*Fragment dokumentu*:
————————
2. Moje stosiki zostały przeczytane przed zarazą. I niestety zarówno Michael Chabon, jak i wspaniała nigeryjska pisarka Chimamanda Ngozi Adichie, jako te największe „grubasy”, leżą pod moim łóżkiem i czekają na chwilę, kiedy zostaną zwrócone właścicielce. Prawdę mówiąc, przez dłuższy czas miałam kłopot z koncentracją na początku epidemii. Na szczęście stres minął i zabrałam się do lektury książek Eleny Ferrante.

 

REMEDIUM #12 - JANUSZ MOSAKOWSKI

1. Jazda na rolkach w hali garażowej (w czasie kiedy aktywność na zewnątrz była ograniczona - przyp. red.), studiowanie przewodników wspinaczkowych, oglądanie dobrych filmów, wykonywanie sztucznych much w piwnicy, ćwiczenia fizyczne, rozmowy telefoniczne, czaty i wideoczaty.

2. Ponieważ moja praca polega w dużej mierze na czytaniu książek, zatem na wierzchu stosiku każdego dnia panuje nieustanny ruch (od kilku lat zajmuję się pewnym gdańskim „miejscem pamięci”). Czasem coś tylko przeglądam, czasem coś sprawdzam, a czasem odkładam na półkę. Dla relaksu czytam wieczorami naprzemiennie polskie książki o himalaizmie i alpinizmie oraz niemiecką książkę reportażową z podróży do Patagonii i Ziemi Ognistej.
————————
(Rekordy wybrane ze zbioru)
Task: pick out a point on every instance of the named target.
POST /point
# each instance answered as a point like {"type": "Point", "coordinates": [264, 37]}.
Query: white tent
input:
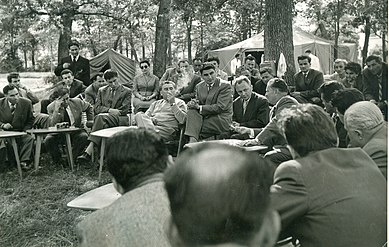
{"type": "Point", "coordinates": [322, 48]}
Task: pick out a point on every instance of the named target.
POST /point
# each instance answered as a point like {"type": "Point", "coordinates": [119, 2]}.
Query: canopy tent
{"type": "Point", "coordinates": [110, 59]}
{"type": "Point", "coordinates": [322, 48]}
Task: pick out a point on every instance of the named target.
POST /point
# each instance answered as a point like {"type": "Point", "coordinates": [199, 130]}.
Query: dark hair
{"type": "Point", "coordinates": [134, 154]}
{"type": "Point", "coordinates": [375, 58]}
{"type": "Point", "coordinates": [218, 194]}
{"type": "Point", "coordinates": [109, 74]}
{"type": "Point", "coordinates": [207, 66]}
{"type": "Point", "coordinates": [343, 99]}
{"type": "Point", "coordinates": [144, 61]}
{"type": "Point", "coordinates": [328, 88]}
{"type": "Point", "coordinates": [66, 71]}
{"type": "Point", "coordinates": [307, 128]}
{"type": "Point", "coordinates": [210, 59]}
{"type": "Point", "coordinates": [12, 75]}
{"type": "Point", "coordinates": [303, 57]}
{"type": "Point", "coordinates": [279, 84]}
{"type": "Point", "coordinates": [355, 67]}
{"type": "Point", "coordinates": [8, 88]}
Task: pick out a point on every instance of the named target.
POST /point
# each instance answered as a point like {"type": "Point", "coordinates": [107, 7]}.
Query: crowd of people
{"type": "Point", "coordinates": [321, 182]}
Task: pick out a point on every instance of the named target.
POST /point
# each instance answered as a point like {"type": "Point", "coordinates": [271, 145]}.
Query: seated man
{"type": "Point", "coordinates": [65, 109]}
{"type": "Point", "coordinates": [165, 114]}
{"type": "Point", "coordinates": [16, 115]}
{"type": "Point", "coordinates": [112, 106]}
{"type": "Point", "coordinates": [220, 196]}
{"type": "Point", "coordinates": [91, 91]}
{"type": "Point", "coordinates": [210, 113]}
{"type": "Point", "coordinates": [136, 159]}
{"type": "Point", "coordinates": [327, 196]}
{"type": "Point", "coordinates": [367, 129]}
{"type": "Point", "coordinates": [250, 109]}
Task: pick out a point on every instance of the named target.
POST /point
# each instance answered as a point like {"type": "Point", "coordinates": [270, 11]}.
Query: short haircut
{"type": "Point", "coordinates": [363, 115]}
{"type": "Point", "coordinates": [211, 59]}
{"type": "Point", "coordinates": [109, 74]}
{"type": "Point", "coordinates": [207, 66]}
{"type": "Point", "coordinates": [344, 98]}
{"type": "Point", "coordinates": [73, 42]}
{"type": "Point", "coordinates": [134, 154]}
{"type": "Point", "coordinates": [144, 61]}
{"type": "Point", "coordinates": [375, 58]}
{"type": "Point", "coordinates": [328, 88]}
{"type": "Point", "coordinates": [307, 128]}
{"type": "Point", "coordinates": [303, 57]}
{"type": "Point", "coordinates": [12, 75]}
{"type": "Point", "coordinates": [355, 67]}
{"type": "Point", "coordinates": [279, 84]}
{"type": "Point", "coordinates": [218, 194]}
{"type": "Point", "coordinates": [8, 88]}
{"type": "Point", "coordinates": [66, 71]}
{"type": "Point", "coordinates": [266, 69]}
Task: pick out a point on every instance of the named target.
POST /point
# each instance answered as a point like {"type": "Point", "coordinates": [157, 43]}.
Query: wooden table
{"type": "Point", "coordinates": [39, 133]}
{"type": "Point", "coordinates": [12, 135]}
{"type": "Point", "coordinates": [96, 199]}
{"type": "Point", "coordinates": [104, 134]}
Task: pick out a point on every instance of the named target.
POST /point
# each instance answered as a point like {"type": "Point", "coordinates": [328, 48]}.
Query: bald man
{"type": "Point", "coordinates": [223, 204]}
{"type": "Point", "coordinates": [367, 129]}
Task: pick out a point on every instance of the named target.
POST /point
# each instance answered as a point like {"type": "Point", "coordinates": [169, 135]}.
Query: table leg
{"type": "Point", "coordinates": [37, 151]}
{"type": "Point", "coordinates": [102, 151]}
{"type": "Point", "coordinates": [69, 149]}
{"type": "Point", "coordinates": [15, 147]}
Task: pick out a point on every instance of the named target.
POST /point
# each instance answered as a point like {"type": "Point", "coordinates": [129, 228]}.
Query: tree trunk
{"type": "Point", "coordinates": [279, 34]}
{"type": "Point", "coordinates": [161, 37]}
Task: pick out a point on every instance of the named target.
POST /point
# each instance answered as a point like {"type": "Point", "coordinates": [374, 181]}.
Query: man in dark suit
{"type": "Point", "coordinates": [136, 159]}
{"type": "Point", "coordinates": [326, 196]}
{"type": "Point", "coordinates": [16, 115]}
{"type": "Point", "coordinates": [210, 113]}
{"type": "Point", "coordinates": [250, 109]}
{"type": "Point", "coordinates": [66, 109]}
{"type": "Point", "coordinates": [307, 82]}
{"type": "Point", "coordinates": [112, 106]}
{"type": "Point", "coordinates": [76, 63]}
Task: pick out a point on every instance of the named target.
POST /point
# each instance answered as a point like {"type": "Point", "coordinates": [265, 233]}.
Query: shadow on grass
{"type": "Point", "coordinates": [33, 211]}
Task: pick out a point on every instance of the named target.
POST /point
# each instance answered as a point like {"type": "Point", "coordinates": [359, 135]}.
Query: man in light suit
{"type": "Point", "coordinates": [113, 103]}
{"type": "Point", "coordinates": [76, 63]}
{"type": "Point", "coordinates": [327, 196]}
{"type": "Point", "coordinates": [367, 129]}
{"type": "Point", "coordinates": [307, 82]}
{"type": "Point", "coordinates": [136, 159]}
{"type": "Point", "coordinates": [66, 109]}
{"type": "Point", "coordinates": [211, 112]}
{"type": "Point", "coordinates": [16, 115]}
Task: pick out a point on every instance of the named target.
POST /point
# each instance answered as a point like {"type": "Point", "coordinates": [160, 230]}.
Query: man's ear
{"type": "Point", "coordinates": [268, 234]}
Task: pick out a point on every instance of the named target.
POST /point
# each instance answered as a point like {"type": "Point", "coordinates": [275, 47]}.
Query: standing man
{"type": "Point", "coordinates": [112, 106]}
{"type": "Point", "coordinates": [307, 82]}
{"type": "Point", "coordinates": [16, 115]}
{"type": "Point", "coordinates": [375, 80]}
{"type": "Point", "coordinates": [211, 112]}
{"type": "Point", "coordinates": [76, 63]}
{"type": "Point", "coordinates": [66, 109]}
————————
*Przydzielone zadanie*:
Jakie książki Janusz Mosakowski czyta wieczorami dla relaksu według fragmentu dokumentu?

*Odpowiedź do ćwiczenia*:
Naprzemiennie polskie książki o himalaizmie i alpinizmie oraz niemiecką książkę reportażową z podróży do Patagonii i Ziemi Ognistej.